*How to complete this task*
Continue the news article on James Whyte's selection as an American Academy of Nursing fellow, picking up after its final sentence.

*Supplied text*
A Florida State University College of Nursing faculty member has been selected for induction as a fellow into the prestigious American Academy of Nursing.
Professor James Whyte IV is one of 195 highly distinguished nurse leaders who will join more than 2,500 academy fellows who are nursing’s most accomplished leaders in education, management, practice and research from around the globe.
“It is an honor to be recognized as a fellow by the American Academy of Nursing,” Whyte said. “I am hopeful that being admitted into the academy as a fellow will open new doors to me as a researcher and leader in nursing. I intend to keep working hard to forward my program of research.”
Whyte’s induction will take place Nov. 3 in Washington, D.C., during the academy’s annual conference.
“The College of Nursing is excited about Dr. Jim Whyte’s selection for induction into the American Academy of Nursing” said Judith McFetridge-Durdle, dean of the College of Nursing. “We are very proud of Dr. Whyte’s professional accomplishments and this prestigious recognition.”
McFetridge-Durdle, John Lowe, executive director for the Center for Indigenous Nursing Research for Health Equity, and College of Nursing faculty members Graham McDougall, Barbara A. Smith and Mai Kung are also fellows of the American Academy of Nursing.
Whyte began his professional career in the U.S. Marines and was later selected for a commissioning program during which he chose the Nurse Corps option. During his service, Whyte traveled extensively and served all over the world.
Following his military career, he entered academia to further his work with young people and to engage his program of research free of the rigors of military service.

*Material supplied*
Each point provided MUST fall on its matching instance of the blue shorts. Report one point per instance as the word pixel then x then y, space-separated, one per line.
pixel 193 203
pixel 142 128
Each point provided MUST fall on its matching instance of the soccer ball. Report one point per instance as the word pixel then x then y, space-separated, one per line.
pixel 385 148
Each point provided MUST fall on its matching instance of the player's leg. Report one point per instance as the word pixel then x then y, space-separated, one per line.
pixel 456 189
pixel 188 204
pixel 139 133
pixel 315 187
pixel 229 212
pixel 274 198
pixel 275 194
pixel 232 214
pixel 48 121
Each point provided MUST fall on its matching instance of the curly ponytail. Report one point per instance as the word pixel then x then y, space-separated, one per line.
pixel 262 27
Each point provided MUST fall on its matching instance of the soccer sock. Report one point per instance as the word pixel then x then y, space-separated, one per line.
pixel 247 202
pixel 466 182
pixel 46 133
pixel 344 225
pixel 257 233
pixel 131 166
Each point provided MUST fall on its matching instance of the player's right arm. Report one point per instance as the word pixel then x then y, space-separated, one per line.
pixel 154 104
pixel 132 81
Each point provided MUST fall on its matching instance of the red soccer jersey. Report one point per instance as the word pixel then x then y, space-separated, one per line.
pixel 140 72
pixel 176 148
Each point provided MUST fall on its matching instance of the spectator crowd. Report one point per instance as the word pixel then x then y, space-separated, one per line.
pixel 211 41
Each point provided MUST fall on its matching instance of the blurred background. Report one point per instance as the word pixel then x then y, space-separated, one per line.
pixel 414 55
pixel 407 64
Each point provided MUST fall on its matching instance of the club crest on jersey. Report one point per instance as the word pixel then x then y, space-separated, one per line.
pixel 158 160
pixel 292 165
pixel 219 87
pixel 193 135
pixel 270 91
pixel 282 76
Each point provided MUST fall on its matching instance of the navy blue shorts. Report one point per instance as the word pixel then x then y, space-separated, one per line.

*Response to the exercise*
“Having entered academia after a career in the Navy and Marine Corps, I often feel that I had a bit of a late start in my academic career,” Whyte said. “However, I have been fortunate to have solid colleagues throughout my career who facilitated my growth and provided opportunities.”
Whyte maintains an active clinical practice as a nurse practitioner, with a focus in family and pediatric care, orthopedics and sports medicine, and people living with HIV/AIDS.
His research focuses on the development of expert performance in nurses and other health care professionals, along with the care of people living with HIV/AIDS.
Whyte’s work has resulted in advances in measurement and cultivation of expert performance in nurses and the classification of novice clinical behaviors through novel approaches to the care of people living with HIV/AIDS.
He holds a doctorate in nursing from Case Western Reserve University in Cleveland, and a doctorate in public health from the University of Leicester in the United Kingdom. He is a distinguished scholar and fellow of the National Academies of Practice.